Extrait choisi:
::::::::

1816, l’année sans été.
Étrangement, cette année-là n’a pas laissé beaucoup de traces dans nos manuels d’histoire. Pourtant, dans de nombreux pays, elle a été surnommée « l’année sans été ». Cet « été -là » a constitué le point de départ d’un désordre qui a duré jusqu’en 1818. Sécheresse, pluies, gel se sont succédés en dehors de toute logique de saison. Toute la planète a été affectée, les récoltes ont été détruites par le gel ou noyées par l’inondation. Des études, menées 150 ans après l’événement, ont imputé ce désordre climatique à la simple éruption d’un volcan indonésien, situé à des milliers de kilomètres des épidémies de choléra et des récoltes misérables qu’il avait provoquées. L’histoire et les images de l’éruption catastrophique du Vésuve, en l’an 79 de notre ère, ont capté les esprits depuis des centaines d’années. Pourquoi une telle popularité ? Il y a eu bien sûr la découverte et la mise au jour de la ville enfouie dans les cendres, qui a commencé au 18e siècle et qui n’est pas encore terminée aujourd’hui. Il y a aussi le fait que Pompéi a montré une ville arrêtée en pleine activité́ avec tout ce que cela comporte comme indications précieuses sur ce centre de villégiature pour personnes aisées, avec ses rouleaux de papyrus, ses fresques et ses cadavres momifiés. Et en plus, Pompéi a eu la « chance » d’avoir sur place un journaliste avant la lettre, le philosophe et naturaliste Pline l’Ancien, qui observait le phénomène dans la baie, parce qu’il était commandant de la flotte, et qu’il cherchait en vain à porter secours. Il a décrit la catastrophe jusqu’à ce qu’il meure étouffé. Et c’est son fils Pline le Jeune qui a continué́ et perpétué́ son œuvre.
Aucun de ces éléments n’était présent lors de l’éruption volcanique du mont Tambora. Cette éruption est bien plus récente que celle de Pompéi. Cette catastrophe historique, que le monde a ignorée, a profondément affecté l’hémisphère nord durant trois années.
L’explosion du mont Tambora.

::::::::

Données fournies:
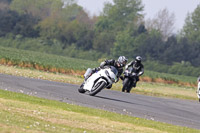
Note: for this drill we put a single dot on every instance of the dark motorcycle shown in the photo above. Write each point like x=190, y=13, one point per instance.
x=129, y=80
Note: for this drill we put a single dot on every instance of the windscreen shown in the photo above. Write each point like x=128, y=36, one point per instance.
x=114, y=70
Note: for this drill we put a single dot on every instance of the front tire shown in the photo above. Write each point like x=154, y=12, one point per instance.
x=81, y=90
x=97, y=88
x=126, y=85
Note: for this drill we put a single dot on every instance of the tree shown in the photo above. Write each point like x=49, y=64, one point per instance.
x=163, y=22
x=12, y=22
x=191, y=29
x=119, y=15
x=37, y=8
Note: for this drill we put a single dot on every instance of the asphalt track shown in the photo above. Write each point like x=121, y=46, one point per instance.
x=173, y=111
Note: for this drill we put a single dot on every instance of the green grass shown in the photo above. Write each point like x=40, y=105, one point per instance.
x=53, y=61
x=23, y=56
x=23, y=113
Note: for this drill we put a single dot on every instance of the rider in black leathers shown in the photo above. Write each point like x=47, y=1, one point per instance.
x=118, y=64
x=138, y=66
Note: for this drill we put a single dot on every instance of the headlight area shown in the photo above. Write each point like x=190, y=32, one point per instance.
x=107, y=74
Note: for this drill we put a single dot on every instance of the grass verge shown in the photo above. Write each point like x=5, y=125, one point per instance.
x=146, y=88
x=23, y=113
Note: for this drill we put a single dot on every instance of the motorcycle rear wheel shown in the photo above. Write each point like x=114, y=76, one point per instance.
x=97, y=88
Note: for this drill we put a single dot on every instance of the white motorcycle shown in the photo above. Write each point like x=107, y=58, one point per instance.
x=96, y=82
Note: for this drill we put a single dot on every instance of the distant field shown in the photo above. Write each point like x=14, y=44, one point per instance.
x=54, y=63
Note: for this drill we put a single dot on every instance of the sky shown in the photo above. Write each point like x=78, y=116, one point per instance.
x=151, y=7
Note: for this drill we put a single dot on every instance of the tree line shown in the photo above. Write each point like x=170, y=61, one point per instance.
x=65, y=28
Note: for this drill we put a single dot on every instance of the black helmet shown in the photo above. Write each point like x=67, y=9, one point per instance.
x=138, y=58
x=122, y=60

::::::::

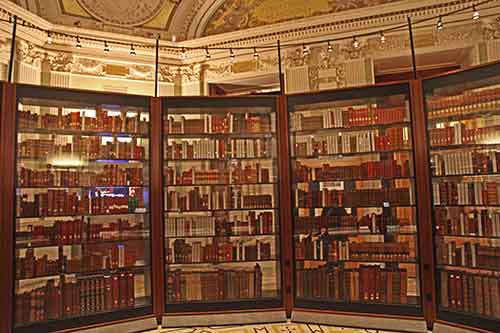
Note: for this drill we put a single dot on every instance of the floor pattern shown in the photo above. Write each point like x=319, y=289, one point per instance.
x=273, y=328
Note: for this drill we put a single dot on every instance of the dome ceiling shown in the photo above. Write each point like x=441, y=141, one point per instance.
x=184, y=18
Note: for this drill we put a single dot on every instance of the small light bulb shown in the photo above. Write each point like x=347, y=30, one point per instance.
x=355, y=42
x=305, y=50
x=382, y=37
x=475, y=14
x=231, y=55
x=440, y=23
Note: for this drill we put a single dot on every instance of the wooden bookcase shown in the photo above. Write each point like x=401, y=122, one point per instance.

::::::::

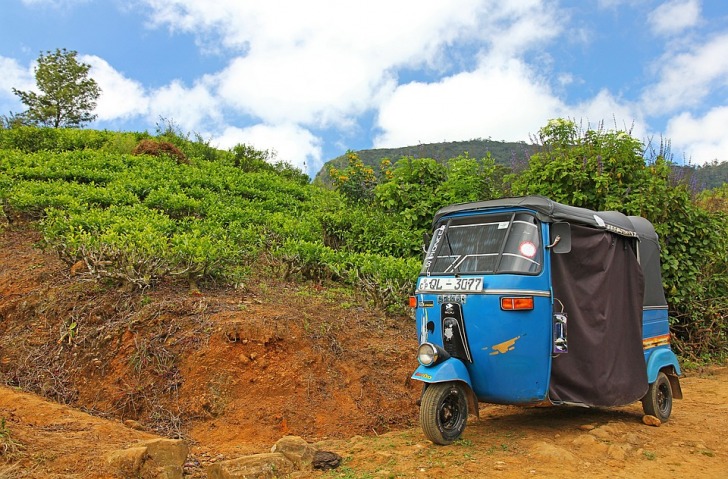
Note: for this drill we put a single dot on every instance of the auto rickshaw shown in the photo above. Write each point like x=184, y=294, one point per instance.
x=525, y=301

::::::::

Consignes:
Relevez dans l'extrait choisi tous les éléments cités comme indications précieuses sur Pompéi, centre de villégiature pour personnes aisées. Les enregistrements forment un matériau distinct de l'extrait choisi.

Zone de réponse:
- les rouleaux de papyrus
- les fresques
- les cadavres momifiés